● **CHALLENGE**
Every line of the material that follows must be printed again exactly.

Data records
_ _ _ _ _

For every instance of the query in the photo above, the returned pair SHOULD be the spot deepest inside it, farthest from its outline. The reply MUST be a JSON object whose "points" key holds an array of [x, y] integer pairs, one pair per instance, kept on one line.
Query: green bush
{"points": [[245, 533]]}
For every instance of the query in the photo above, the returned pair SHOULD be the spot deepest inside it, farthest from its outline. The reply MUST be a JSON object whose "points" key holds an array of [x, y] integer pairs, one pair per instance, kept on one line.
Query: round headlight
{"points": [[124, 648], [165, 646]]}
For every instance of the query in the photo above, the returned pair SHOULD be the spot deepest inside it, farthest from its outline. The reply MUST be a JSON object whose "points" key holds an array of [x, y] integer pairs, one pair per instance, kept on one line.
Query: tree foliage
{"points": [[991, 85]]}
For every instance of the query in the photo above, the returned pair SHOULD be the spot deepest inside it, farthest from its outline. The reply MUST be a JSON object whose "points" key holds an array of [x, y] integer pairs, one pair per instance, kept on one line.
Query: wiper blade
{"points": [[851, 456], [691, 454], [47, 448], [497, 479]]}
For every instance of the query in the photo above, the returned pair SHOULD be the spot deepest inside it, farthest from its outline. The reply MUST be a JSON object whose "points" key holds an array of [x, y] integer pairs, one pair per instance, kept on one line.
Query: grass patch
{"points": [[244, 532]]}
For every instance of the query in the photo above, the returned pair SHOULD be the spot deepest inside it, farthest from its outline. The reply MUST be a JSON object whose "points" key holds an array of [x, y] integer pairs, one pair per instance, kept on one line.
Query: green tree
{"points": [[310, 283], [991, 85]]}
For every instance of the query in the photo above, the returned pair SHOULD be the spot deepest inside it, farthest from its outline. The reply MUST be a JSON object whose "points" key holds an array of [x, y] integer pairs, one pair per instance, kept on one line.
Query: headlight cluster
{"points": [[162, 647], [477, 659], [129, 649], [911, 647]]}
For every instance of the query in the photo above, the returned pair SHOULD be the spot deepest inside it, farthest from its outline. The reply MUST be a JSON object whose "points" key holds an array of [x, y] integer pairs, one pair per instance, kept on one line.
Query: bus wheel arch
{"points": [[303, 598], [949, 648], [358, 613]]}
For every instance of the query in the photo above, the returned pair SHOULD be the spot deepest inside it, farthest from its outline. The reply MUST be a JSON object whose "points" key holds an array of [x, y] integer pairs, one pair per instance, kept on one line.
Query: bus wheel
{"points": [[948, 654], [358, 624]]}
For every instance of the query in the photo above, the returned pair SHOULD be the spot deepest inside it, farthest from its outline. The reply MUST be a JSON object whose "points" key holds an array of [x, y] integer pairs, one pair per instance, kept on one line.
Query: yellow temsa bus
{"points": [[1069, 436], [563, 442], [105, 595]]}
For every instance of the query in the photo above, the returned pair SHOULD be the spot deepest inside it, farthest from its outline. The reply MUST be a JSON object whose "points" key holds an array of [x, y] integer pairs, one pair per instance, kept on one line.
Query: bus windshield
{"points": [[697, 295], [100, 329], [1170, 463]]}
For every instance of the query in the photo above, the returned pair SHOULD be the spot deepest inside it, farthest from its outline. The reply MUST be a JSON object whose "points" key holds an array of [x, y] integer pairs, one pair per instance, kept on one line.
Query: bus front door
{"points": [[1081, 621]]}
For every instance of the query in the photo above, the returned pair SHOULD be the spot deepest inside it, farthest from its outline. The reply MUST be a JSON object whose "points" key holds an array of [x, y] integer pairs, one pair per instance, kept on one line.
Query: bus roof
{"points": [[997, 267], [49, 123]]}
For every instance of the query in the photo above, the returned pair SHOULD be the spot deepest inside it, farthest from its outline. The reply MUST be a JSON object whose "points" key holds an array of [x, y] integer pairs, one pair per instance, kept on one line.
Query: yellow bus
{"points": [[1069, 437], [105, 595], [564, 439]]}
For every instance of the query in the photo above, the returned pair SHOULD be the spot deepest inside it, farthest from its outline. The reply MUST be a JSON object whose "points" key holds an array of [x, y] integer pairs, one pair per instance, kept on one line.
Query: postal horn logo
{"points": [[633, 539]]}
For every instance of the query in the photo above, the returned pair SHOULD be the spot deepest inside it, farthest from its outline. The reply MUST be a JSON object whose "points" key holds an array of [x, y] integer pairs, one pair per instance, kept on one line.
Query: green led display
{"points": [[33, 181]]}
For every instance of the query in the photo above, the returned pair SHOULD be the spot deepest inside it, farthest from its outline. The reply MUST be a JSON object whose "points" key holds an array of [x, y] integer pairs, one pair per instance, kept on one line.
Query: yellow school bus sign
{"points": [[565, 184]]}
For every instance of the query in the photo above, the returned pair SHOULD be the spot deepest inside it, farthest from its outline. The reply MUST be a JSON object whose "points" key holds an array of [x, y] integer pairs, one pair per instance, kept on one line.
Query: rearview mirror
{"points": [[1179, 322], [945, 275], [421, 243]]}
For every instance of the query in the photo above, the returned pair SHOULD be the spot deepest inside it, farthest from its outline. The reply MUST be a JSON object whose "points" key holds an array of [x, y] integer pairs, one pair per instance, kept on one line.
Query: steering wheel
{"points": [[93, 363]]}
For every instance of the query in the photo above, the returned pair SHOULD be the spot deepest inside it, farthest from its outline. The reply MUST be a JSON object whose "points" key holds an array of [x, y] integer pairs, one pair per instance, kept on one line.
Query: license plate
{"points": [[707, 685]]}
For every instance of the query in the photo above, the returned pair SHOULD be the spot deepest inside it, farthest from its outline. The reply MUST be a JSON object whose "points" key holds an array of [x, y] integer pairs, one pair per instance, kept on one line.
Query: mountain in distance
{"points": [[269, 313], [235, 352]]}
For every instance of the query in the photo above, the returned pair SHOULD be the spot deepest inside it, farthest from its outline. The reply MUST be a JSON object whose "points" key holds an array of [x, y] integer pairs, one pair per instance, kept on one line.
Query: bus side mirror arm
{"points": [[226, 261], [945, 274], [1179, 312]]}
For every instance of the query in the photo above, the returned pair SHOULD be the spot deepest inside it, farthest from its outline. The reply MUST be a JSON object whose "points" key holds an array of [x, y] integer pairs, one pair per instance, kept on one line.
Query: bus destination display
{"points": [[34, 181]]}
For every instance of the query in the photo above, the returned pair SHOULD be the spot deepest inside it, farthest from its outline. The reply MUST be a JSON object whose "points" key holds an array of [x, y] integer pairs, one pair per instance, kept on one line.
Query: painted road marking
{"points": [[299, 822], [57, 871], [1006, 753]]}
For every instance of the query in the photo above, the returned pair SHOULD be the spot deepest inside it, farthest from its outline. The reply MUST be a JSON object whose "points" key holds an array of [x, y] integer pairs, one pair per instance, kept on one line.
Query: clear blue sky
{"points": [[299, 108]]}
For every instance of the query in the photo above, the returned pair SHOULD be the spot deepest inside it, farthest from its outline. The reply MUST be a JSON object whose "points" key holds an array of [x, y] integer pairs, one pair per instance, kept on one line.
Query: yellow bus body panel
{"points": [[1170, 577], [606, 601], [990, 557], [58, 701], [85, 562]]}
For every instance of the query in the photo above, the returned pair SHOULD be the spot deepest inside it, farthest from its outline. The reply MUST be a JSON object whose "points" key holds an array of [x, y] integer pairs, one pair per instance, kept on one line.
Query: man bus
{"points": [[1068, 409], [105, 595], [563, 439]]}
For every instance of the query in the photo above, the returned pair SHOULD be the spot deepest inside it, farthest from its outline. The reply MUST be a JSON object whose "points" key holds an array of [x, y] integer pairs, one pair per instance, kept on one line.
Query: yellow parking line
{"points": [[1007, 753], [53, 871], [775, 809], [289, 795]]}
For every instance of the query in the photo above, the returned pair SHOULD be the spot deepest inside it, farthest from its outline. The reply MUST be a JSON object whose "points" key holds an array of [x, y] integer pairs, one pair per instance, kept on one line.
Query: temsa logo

_ _ _ _ _

● **THE COMPLETED TASK**
For every instance of the query in the photo above, the returned pair SHOULD be the spot deepest inside it, farthest from its outline. The reply MUST be a JSON object whose "points" key holds an array of [x, y] integer pairs, one pair per instance, kept on one line.
Query: green bush
{"points": [[245, 533]]}
For every instance of the query in the photo above, the returned pair SHOULD be the spot deepest inside it, farthest from its outline. The reply MUST be a JSON object whose "points" key holds an array of [x, y] integer pairs, one pair per instance, kept on one line.
Query: round headlight
{"points": [[124, 648], [165, 646]]}
For every instance of the query in the photo above, the returned pair SHOULD be the spot deepest inside it, farthest from its outline. The reply MUST be a JSON object whose "points" key holds an array of [x, y] integer pairs, one pair per instance, kept on one line.
Query: tree foliage
{"points": [[991, 85]]}
For every instance of the query in the photo above, the returned pair SHOULD be the spot deepest inside it, farthest from its outline. The reply MUST be a JSON object whose "points" key holds an array of [x, y] integer pairs, one pair per instance, kept on one line.
Query: wiper blade
{"points": [[851, 456], [691, 454], [47, 448], [497, 479]]}
For every instance of the query in the photo above, the returned pair SHOULD be the spot deepest inside it, farthest from its outline. The reply MUST be a JSON object whose "points" key holds an array of [x, y] integer pairs, one pair per instance, kept on one line.
Query: grass patch
{"points": [[244, 532]]}
For every instance of the query in the photo above, the returned pair SHOULD be the spot deepest inside it, farthest from its outline. The reply MUST be a JSON object whose "points" key holds an array of [x, y] integer pairs, one pair per instance, kept on one line.
Query: green tree
{"points": [[310, 283], [991, 85]]}
For every instance of the query in the photo above, the returned pair SHOULD be the spot deepest inside it, farthest from its outline. The reply MUST be a JSON object whose "points" key holds an array of [x, y] integer pairs, one pair per instance, kept on one line.
Query: headlight cluster
{"points": [[162, 647], [477, 659], [129, 649], [911, 647]]}
For every instance of the query in the photo above, the returned pair SHOULD be the spot deepest inside it, farthest from its outline. The reply MUST be a JSON object whose "points" key holds an array of [x, y] integer pairs, one pair per instance, kept on one line.
Query: bus wheel arch
{"points": [[303, 598], [949, 648], [358, 613]]}
For every instance of the query in the photo above, the returned pair SHOULD be the spot deepest inside it, farthest from its outline. The reply MUST be a JSON object whose "points" key holds an array of [x, y] integer pairs, one pair per instance, kept on one line.
Query: bus wheel
{"points": [[948, 654], [358, 624]]}
For every instance of the query in the photo above, the returned pair SHOULD be the spot deepest inside it, farthest from its outline. The reply MUST be a JSON object whose "points" key holds an array of [x, y] integer pairs, one pair per instance, kept on one line.
Query: yellow temsa bus
{"points": [[1069, 436], [563, 442], [105, 595]]}
For every instance of the query in the photo above, the returned pair SHOULD be the spot deepest inside it, farthest from its outline. The reply MUST be a JSON object whose "points" key holds an array of [x, y] integer pairs, one pair per instance, kept on one line.
Query: bus windshield
{"points": [[697, 295], [100, 329], [1170, 463]]}
For every instance of the query in the photo above, the returned pair SHOULD be the spot deepest inside it, farthest from its outline. The reply MUST be a JSON object whose "points" key holds an array of [x, y] integer pairs, one pair per instance, kept on one line.
Query: bus front door
{"points": [[1081, 621]]}
For every instance of the query in the photo above, the returned pair SHOULD be the spot deepest inside it, farthest from its outline. The reply MUST be a JSON object whose "points" key holds an array of [x, y] integer pairs, one pair per instance, kept on one line.
Query: bus roof
{"points": [[997, 267], [49, 123]]}
For every instance of the query in the photo above, the returned pair SHOULD be the spot deepest inside it, farthest from its outline. The reply MUST be a JSON object whose "points" key holds an array of [x, y] integer pairs, one pair per instance, kept on one line.
Query: yellow bus
{"points": [[1069, 437], [105, 595], [564, 439]]}
For every instance of the query in the photo above, the returned pair SHOULD be the spot deepest inside it, farthest from its outline. The reply MUST be a JSON object whose "points" key holds an array of [x, y] integer pairs, one pair per instance, kept on one line.
Query: postal horn logo
{"points": [[633, 539]]}
For every instance of the query in the photo above, the returned pair SHOULD be the spot deepest inside it, farthest from its outline. The reply MUST be a JSON object whose "points" key holds an array of [x, y] integer pairs, one pair per instance, kept on one line.
Query: green led display
{"points": [[33, 181]]}
For every instance of the query in the photo above, the returned pair SHOULD be the spot deepest inside it, farthest from its outline. The reply MUST be a JSON object whose "points" key holds an array of [x, y] integer pairs, one pair per instance, kept on one line.
Query: yellow school bus sign
{"points": [[565, 184]]}
For every instance of the query in the photo above, the returned pair SHOULD be the spot deepest inside it, farthest from its outline. The reply MUST be a JSON object whose "points" key holds an array of [x, y] integer pairs, one pair per instance, kept on one line.
Query: rearview mirror
{"points": [[1179, 322], [945, 275], [421, 243]]}
For every instance of the query in the photo above, the returned pair SHOULD be the spot deepest inside it, farthest from its outline. The reply MUST be a JSON object whose "points" key holds an array of [x, y] integer pairs, one pair per instance, kept on one line.
Query: steering wheel
{"points": [[93, 363]]}
For every instance of the query in the photo above, the returned pair SHOULD be the spot deepest inside it, farthest from its outline. The reply MUST be a JSON object whose "points" key holds an array of [x, y] integer pairs, one pair per instance, kept on one line.
Query: license plate
{"points": [[707, 685]]}
For every instance of the query in the photo above, the returned pair SHOULD be the spot deepest inside it, farthest from its outline. The reply MUST be a JSON object whose "points" key holds an array of [x, y] integer pairs, one pair per instance, kept on one line.
Query: mountain in distance
{"points": [[269, 313], [235, 352]]}
For every instance of the query in the photo above, the returned pair SHOULD be the spot deepest inside it, farthest from its outline. The reply MUST be a JSON object whose "points" key holds an array of [x, y] integer pairs, one pair per instance, kept on one line.
Query: bus side mirror arm
{"points": [[226, 261], [945, 274], [1179, 312]]}
For every instance of the query in the photo above, the returned pair SHOULD be the spot deepest inside it, farthest from its outline. The reply MUST be a JSON object whose "points" key holds an array of [x, y] integer pairs, one pair per instance, kept on one line.
Query: bus destination display
{"points": [[34, 181]]}
For every instance of the query in the photo above, the returned pair SHOULD be the spot deepest inside it, farthest from its outline. The reply MUST be a JSON object whose "points" key holds an array of [x, y] integer pairs, one pair per instance, kept on one line.
Query: painted road marking
{"points": [[299, 822], [57, 871], [1006, 753]]}
For every instance of the query in the photo above, the returned pair SHOULD be the spot deepest inside it, farthest from its outline. The reply MUST be a JSON object whose "points" key holds an array of [x, y] integer pairs, one pair per instance, kept on one line.
Query: clear blue sky
{"points": [[299, 108]]}
For every instance of the query in the photo above, the returned pair SHOULD be the spot deepest inside it, farthest from its outline. The reply MUST be a JSON object whose "points" key holds an array of [x, y] integer pairs, one pair per instance, kept on one line.
Query: yellow bus body panel
{"points": [[1170, 577], [606, 601], [990, 557], [58, 701], [85, 562]]}
For every instance of the query in the photo above, the returned pair SHOULD be the spot deepest inside it, farthest from its outline. The reply MUST be a JSON object whose "points" key holds an array of [x, y] integer pairs, one pair per instance, kept on one line.
Query: man bus
{"points": [[1068, 409], [105, 595], [563, 439]]}
For every instance of the query in the photo above, the returned pair SHOULD be the spot deepest inside it, farthest from its outline. The reply MUST be a JSON object whose "points" key holds an array of [x, y] integer pairs, one pair per instance, kept on one line.
Query: yellow parking line
{"points": [[1007, 753], [53, 871], [775, 809], [289, 795]]}
For every instance of the query in the photo above, the returned pair SHOULD be the spot deepest inside it, farthest from its outline. The reply MUST be a JSON object whose "points" key holds an array of [x, y] integer pairs, one pair per instance, kept on one line.
Query: temsa logo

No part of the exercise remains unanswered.